▸ EXCERPTED PASSAGE:
- Opening Delimiter -

The founder and director of the Bill & Melinda Gates Foundation spoke to Christabel Ligami on the organisation’s efforts to give more women access to contraception, especially in African countries.
The Bill & Melinda Gates Foundation has announced an additional $120 million in funding over the next three years — a 25 per cent increase — for family planning programmes. This comes at a time reports say the world may not meet the Family Planning 2020 [FP2020] target to reach an additional 120 million women and girls with family planning services by 2020. Why is contraception for women crucial?
Giving women contraception is an important public health initiative that has become a life and death crisis. Contraceptives unlock one of the most dormant but potentially powerful assets in the development of women as decision-makers.
When women have the power to make choices about their families, they tend to decide precisely what demographers, economists and development experts recommend.
They invest in the long-term human capital of their families. Given that many women and babies die in labour in developing countries, access to contraceptives potentially means millions of lives saved around the world.
Statistics are telling: That up to 100,000 women die each year in child birth after unintended pregnancies, and 600,000 babies born to women who did not want to be pregnant die in the first month of life. Even if these babies survive, the family is forced to feed another mouth.
And in a world where more than 1.2 billion people live on less than $1 each day, another mouth will take away from the malnourished family every day. Also studies show that women who have knowledge about access to contraceptives have a higher quality of life than those who don’t. They are healthier, better educated and more prosperous than women who are not educated about birth control.
You are also keen on putting back family planning services for the youth on the development agenda. Why is that?
We have the largest number of youth of reproductive age in history and they need education to curb things like unintended pregnancy.
The biggest killer of young girls is death during childbirth. In Africa, for example, we know that one in two girls gets married before the age of 18, and if she gets a baby between the ages of 15 and 19, she’s twice as likely to die.
A 15-year-old girl’s body is hardly ready to have a baby. Also, the young girl is unlikely to space the births of her children, her babies will have a lower birth weight and she’s twice as likely to die. This is why we must help them make the right decision on their reproductive health.
What was your motivation for launching the family planning initiative?
I have been travelling to developing countries for over a decade and I always try to take time to talk with women, to really understand what their lives are like.
My focus was around issues of vaccines, agriculture, poverty reduction but time and again, family planning came up. I started to realise that we had stepped away from family planning, as a world, we really weren’t giving women the option to plan their lives with the use of contraceptives, something we take for granted in the US and the UK.
And I really felt strongly that it was important to help our partners put that back on the agenda, because it saves women’s lives and it saves children’s lives.

- Closing Delimiter -

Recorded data
- Opening Delimiter -

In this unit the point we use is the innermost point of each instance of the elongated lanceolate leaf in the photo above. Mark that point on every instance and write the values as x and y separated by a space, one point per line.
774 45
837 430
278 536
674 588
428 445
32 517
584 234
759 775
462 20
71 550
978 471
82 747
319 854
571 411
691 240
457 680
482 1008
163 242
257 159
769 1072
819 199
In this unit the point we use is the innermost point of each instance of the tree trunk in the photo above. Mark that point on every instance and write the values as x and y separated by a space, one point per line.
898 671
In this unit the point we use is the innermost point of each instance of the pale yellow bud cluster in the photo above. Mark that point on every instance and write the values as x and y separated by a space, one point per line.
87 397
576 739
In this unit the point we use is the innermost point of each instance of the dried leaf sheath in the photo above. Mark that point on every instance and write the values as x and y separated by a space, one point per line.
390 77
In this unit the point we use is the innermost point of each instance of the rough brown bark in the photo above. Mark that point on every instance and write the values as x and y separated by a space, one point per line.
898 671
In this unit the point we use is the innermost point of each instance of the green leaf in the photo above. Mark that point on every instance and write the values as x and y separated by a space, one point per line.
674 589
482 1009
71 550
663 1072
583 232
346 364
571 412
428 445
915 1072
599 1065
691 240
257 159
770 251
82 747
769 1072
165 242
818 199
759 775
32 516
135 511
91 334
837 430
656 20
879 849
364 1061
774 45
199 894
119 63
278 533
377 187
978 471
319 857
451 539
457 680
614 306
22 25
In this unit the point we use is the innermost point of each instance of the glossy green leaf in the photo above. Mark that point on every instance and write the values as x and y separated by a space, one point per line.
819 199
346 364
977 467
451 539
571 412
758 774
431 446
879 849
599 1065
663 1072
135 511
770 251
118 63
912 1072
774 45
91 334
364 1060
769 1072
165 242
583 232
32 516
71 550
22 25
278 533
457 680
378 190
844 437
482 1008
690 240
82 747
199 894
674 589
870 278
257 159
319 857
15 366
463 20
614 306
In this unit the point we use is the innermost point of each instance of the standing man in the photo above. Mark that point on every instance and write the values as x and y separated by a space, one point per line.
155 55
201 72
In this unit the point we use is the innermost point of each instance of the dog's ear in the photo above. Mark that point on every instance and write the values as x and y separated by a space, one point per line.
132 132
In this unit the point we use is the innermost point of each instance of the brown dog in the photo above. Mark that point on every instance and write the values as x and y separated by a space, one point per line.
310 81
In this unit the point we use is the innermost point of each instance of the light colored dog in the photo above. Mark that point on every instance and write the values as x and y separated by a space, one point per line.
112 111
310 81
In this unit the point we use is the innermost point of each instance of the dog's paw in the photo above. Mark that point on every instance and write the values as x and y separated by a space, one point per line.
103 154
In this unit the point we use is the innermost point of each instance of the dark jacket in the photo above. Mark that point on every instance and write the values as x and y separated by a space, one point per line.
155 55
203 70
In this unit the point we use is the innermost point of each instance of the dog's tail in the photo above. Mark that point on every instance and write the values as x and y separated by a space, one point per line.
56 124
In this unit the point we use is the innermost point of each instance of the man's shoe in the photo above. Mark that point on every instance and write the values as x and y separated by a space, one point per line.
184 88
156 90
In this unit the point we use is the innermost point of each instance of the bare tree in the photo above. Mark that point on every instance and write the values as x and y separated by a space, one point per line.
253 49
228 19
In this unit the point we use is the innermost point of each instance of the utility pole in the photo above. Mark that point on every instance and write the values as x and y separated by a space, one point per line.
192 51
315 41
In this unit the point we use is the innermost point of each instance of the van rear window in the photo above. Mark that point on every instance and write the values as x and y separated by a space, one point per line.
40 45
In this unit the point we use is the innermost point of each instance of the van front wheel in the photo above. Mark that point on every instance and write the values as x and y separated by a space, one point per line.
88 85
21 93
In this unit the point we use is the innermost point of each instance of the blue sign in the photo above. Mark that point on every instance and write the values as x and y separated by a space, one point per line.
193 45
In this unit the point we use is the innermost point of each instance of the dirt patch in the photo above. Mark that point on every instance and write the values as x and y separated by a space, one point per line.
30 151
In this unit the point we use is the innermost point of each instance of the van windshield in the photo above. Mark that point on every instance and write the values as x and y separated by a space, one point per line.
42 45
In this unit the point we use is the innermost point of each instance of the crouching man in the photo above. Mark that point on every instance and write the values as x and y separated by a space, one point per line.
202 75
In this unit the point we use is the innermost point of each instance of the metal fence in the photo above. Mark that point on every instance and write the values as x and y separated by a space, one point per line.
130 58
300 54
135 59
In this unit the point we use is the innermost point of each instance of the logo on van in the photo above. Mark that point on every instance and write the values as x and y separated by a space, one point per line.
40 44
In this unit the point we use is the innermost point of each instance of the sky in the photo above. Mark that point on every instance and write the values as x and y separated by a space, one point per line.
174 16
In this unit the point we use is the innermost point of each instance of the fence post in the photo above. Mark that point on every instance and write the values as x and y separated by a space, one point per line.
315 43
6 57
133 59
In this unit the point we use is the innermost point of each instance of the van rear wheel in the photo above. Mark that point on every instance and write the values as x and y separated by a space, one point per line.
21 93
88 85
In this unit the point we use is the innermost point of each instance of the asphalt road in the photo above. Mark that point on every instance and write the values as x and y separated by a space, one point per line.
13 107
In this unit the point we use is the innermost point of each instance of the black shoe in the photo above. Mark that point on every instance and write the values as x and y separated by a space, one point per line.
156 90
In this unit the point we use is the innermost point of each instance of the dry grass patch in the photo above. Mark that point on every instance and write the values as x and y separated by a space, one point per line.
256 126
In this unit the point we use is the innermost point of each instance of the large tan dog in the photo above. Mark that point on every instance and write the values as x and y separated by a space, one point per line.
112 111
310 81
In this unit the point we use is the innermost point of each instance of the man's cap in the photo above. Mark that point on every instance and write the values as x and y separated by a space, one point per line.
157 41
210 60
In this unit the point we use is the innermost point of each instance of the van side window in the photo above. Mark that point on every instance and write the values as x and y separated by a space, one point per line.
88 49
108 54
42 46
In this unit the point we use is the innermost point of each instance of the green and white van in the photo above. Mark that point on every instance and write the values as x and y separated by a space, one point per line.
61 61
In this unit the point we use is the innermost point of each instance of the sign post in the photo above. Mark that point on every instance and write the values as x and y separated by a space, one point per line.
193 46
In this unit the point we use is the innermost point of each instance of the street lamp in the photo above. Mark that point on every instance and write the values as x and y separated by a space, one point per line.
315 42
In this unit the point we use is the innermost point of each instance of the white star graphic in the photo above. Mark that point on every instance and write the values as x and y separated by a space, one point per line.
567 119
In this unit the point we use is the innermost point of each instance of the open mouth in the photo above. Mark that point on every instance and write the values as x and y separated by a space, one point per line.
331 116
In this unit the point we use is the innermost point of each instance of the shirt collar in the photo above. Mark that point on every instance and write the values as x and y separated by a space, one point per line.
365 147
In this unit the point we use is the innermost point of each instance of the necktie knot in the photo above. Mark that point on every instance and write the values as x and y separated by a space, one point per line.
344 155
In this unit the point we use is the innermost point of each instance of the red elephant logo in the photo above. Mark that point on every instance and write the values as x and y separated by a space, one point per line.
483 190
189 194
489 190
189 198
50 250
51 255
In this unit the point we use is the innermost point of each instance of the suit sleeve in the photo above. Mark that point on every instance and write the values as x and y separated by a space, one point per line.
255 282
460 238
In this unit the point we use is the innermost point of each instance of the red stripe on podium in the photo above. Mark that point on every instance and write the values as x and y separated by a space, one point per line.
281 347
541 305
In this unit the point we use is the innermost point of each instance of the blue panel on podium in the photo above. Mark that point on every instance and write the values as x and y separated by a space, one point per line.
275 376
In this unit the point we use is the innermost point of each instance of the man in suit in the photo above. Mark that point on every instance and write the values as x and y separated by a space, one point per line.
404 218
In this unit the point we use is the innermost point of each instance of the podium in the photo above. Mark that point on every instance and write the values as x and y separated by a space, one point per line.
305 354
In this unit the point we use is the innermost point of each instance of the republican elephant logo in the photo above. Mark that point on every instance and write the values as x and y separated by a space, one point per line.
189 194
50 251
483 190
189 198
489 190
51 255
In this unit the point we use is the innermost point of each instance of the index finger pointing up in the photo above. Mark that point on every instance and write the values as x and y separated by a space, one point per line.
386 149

- Closing Delimiter -

▸ ACTIONS TO TAKE:
**1.** Change "announced" to "pledged" in the family planning interview, and write out everything from "The Bill & Melinda Gates Foundation has" down to "for women crucial?".
**2.** Please translate this sentence from the family planning interview into Spanish: "A 15-year-old girl’s body is hardly ready to have a baby."
This material was drawn from a separate source.

▸ SOLUTIONS FOR EACH TASK:
**1.**
The Bill & Melinda Gates Foundation has pledged an additional $120 million in funding over the next three years — a 25 per cent increase — for family planning programmes. This comes at a time reports say the world may not meet the Family Planning 2020 [FP2020] target to reach an additional 120 million women and girls with family planning services by 2020. Why is contraception for women crucial?

**2.** El cuerpo de una niña de 15 años apenas está preparado para tener un bebé.